▶ EXERCISE BRIEF
Write the entries out again exactly; any picture among them gets left out.

▶ SUPPLIED ENTRIES
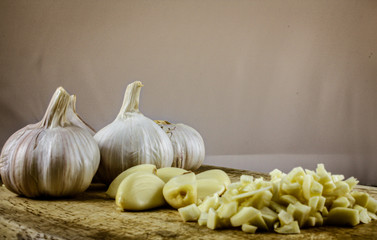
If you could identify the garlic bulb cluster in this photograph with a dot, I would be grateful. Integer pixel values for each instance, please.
(131, 139)
(75, 119)
(56, 157)
(188, 145)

▶ TASK ANSWER
If you could identify the garlic bulb cluster in this photograph with a dot, I would be grateful. Integer pixel values for each instance, please.
(131, 139)
(75, 119)
(56, 157)
(188, 145)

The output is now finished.